** START OF Material supplied **

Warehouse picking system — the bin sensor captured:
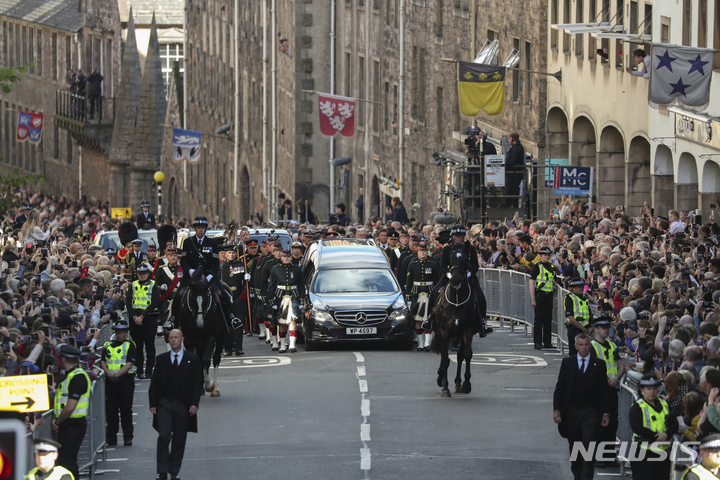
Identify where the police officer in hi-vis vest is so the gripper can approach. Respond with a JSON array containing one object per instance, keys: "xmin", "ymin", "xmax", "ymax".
[
  {"xmin": 592, "ymin": 316, "xmax": 625, "ymax": 462},
  {"xmin": 52, "ymin": 345, "xmax": 91, "ymax": 479},
  {"xmin": 100, "ymin": 320, "xmax": 137, "ymax": 447},
  {"xmin": 629, "ymin": 374, "xmax": 678, "ymax": 480},
  {"xmin": 529, "ymin": 247, "xmax": 556, "ymax": 350},
  {"xmin": 25, "ymin": 438, "xmax": 75, "ymax": 480},
  {"xmin": 125, "ymin": 263, "xmax": 160, "ymax": 379},
  {"xmin": 565, "ymin": 277, "xmax": 590, "ymax": 357}
]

** END OF Material supplied **

Instructions to follow:
Reproduce the data above word for word, omitting the picture.

Solution for this problem:
Warehouse picking system — the bin sensor captured:
Identify where the police officer in hi-vis vest is so the gripper can approach. Respond with a JSON array containing one object per instance, keys: "xmin", "ymin", "xmax", "ymax".
[
  {"xmin": 592, "ymin": 316, "xmax": 625, "ymax": 462},
  {"xmin": 52, "ymin": 345, "xmax": 91, "ymax": 479},
  {"xmin": 100, "ymin": 320, "xmax": 137, "ymax": 447},
  {"xmin": 629, "ymin": 374, "xmax": 678, "ymax": 480},
  {"xmin": 529, "ymin": 247, "xmax": 556, "ymax": 350},
  {"xmin": 25, "ymin": 438, "xmax": 75, "ymax": 480},
  {"xmin": 125, "ymin": 263, "xmax": 160, "ymax": 379},
  {"xmin": 565, "ymin": 277, "xmax": 590, "ymax": 357}
]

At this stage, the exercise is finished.